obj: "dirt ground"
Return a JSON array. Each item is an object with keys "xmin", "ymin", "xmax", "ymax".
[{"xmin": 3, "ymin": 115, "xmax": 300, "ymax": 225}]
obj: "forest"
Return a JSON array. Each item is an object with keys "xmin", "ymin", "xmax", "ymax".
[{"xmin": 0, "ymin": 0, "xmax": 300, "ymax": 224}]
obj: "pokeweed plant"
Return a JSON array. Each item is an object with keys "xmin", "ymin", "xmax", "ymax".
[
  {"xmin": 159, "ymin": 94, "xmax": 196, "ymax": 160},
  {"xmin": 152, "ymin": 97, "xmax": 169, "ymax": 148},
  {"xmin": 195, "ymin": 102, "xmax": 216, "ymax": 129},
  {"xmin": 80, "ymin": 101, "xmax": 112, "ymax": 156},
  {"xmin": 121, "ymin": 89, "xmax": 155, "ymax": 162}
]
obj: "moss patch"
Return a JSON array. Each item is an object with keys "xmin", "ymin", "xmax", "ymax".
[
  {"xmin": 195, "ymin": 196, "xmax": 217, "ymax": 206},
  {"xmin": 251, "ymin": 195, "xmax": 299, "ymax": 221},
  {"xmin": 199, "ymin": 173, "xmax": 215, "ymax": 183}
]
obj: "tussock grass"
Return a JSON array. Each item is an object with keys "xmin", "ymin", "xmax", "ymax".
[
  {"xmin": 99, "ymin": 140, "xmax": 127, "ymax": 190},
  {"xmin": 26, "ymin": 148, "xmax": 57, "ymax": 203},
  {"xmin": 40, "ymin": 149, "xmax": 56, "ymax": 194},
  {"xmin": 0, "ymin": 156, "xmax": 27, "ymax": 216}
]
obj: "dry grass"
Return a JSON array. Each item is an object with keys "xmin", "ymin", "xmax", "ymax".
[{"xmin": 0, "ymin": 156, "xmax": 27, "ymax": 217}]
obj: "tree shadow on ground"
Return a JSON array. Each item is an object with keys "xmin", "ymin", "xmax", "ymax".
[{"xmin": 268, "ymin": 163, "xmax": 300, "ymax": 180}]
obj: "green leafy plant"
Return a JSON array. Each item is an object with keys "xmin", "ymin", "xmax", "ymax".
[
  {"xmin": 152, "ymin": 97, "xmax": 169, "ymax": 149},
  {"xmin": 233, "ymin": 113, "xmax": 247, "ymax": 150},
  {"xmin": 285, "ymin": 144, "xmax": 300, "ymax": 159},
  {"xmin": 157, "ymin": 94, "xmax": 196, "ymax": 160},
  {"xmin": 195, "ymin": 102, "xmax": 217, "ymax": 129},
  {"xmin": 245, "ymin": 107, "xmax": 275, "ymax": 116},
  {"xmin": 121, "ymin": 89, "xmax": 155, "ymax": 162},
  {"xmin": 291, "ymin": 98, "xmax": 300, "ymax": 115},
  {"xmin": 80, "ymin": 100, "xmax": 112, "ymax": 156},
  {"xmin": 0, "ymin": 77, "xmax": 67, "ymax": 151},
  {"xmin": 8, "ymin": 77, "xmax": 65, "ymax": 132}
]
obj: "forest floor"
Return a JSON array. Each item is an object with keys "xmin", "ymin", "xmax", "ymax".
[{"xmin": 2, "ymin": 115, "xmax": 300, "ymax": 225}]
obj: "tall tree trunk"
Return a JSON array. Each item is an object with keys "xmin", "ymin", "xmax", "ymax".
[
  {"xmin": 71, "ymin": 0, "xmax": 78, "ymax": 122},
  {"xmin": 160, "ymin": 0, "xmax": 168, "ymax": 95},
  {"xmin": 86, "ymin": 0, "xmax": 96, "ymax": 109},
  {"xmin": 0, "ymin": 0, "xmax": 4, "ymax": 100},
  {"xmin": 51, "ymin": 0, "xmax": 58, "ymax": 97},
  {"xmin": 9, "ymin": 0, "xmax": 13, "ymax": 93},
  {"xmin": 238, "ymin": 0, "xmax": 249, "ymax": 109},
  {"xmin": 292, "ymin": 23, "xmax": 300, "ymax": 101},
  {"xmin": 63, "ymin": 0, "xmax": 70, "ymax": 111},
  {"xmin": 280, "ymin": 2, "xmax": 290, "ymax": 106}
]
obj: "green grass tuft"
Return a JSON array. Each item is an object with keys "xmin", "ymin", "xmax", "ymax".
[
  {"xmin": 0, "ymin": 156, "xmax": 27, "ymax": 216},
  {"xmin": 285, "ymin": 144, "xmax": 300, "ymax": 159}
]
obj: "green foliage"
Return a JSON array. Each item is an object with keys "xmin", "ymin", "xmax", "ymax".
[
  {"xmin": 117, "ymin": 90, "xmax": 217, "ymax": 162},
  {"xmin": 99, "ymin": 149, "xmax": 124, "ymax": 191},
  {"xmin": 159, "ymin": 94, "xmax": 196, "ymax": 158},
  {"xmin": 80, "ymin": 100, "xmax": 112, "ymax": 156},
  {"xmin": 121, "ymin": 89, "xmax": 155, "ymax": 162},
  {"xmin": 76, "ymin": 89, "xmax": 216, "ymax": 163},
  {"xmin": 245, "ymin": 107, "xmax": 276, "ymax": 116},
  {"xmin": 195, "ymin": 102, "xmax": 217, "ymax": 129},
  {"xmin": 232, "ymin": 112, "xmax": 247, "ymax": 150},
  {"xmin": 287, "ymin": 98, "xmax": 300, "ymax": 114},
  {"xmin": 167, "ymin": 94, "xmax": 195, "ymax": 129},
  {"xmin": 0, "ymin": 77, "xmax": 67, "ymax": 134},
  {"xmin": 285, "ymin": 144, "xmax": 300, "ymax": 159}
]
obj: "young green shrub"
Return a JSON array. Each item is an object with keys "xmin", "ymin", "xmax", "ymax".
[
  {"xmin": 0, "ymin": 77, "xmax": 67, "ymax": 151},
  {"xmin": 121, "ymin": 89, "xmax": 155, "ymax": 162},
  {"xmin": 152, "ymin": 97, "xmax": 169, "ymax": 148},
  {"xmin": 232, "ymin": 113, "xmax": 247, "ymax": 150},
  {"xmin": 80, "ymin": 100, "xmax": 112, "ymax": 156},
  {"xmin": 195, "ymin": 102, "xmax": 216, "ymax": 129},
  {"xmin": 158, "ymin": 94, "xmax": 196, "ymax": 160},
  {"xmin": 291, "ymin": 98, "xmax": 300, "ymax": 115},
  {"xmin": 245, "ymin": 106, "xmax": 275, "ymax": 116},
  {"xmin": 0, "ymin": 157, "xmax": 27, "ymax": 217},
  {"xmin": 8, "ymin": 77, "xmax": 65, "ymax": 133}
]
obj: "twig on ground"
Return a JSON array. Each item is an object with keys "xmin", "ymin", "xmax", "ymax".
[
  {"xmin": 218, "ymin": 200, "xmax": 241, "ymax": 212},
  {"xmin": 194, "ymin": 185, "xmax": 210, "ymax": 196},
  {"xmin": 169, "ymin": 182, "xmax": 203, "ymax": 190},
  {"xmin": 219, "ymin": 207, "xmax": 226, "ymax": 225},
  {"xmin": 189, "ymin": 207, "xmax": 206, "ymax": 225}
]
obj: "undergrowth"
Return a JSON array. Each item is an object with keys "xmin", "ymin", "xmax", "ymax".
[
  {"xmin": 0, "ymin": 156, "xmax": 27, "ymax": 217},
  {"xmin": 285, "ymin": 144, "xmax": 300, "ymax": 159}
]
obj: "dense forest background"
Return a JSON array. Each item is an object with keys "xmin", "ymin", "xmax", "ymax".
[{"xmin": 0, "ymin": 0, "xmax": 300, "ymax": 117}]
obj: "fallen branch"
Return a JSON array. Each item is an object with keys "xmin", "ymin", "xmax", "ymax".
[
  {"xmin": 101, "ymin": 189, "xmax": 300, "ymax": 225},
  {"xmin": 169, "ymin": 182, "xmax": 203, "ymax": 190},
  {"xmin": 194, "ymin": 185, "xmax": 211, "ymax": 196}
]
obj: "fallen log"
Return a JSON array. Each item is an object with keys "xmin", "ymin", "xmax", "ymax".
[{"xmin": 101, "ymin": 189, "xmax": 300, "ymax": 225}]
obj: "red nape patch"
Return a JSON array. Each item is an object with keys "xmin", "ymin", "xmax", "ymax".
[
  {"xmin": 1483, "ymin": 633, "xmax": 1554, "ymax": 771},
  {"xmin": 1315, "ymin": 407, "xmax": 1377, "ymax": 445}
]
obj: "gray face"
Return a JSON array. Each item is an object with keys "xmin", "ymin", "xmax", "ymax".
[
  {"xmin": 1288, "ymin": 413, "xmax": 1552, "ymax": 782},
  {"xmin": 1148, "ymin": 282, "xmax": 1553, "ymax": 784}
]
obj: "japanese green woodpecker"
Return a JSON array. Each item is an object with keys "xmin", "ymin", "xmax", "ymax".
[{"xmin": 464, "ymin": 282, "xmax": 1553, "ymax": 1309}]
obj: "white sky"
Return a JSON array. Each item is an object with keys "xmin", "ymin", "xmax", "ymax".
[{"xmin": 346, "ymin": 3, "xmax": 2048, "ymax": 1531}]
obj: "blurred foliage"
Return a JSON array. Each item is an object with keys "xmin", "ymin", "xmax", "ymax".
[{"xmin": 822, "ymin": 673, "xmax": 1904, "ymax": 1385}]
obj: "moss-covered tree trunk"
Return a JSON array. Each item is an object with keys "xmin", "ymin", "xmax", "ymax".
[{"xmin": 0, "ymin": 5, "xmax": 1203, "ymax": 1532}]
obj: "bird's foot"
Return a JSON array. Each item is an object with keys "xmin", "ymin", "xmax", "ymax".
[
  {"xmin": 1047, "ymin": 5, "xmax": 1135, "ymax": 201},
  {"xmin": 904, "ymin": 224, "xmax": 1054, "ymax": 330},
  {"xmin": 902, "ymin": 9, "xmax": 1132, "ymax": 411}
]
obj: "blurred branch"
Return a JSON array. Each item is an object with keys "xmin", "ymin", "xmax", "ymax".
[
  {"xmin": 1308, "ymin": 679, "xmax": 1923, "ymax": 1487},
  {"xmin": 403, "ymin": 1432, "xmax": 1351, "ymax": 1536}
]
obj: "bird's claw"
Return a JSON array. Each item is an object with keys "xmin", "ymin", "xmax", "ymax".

-- -- --

▶ [What to work on]:
Throughout the data above, copy all lines where the word "foliage" is found.

▶ [Solution for this problem]:
obj: "green foliage"
obj: "blurred foliage"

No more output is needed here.